# YOUR INSTRUCTIONS
Could you give the rows from the line containing "the puma logo." through the line containing "[236,92,250,107]", both ends included, as a JSON list of strings with one string per line and blank lines left out?
--- BEGIN GIVEN INFORMATION ---
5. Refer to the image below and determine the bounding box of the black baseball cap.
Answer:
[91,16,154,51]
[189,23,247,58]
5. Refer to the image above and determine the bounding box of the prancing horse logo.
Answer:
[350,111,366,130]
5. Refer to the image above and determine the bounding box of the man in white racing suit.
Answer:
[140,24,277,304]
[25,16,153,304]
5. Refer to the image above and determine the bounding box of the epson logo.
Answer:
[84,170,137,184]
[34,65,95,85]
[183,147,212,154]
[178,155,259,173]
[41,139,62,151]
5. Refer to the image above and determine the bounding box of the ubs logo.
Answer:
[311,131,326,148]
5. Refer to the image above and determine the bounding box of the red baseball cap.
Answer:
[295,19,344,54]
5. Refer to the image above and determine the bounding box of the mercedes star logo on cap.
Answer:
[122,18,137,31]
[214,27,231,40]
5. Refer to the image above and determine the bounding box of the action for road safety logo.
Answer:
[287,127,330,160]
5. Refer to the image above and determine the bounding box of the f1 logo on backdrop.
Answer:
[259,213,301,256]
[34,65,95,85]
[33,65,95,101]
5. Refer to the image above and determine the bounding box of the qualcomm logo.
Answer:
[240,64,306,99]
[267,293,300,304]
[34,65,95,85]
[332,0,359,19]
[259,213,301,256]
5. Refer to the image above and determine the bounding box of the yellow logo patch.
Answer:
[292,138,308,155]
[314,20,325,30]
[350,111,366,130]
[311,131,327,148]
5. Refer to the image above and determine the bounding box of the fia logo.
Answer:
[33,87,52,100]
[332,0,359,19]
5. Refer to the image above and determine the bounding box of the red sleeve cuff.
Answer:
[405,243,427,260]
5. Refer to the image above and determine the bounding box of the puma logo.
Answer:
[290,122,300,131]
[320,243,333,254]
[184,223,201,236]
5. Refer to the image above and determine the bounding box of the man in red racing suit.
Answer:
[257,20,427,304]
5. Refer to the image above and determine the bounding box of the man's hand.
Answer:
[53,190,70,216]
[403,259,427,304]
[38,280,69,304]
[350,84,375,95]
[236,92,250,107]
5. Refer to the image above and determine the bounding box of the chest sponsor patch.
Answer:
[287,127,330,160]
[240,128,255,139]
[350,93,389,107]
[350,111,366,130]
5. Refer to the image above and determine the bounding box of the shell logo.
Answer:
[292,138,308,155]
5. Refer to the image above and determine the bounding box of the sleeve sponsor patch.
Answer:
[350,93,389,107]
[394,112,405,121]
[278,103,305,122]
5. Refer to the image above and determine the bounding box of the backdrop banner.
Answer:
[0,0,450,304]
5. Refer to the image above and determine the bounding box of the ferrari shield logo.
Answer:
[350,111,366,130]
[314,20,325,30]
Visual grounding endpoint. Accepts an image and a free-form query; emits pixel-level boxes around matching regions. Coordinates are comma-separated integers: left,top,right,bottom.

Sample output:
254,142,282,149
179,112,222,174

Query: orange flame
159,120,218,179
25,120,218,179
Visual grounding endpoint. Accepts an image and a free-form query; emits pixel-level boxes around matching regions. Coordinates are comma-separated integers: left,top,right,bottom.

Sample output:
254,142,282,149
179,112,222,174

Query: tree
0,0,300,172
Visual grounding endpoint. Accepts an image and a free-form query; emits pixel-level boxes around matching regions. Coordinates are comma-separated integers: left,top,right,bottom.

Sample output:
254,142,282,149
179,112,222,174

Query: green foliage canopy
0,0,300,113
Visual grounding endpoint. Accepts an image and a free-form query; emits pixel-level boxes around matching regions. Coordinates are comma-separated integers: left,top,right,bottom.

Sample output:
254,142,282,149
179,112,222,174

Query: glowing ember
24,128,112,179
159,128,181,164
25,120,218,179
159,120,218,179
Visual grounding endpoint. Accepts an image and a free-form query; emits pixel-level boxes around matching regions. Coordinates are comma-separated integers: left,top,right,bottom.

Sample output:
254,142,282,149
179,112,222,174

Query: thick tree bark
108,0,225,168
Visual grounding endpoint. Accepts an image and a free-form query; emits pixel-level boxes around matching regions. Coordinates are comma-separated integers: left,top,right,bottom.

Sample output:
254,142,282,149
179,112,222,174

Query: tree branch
--- END GIVEN INFORMATION ---
# RESPONSE FOR THIS EXERCISE
[
  "5. Refer to the image above and determine the bounding box of the puma logo.",
  "Answer:",
  "[290,122,300,131]",
  "[320,243,333,254]",
  "[184,223,201,236]",
  "5. Refer to the image above and determine the bounding box of the man in red racing suit.",
  "Answer:",
  "[257,20,427,304]",
  "5. Refer to the image above and determine the bounding box of the man's hand.",
  "Answer:",
  "[53,190,70,216]",
  "[403,259,427,304]",
  "[38,280,69,304]",
  "[350,84,375,95]",
  "[236,92,250,107]"
]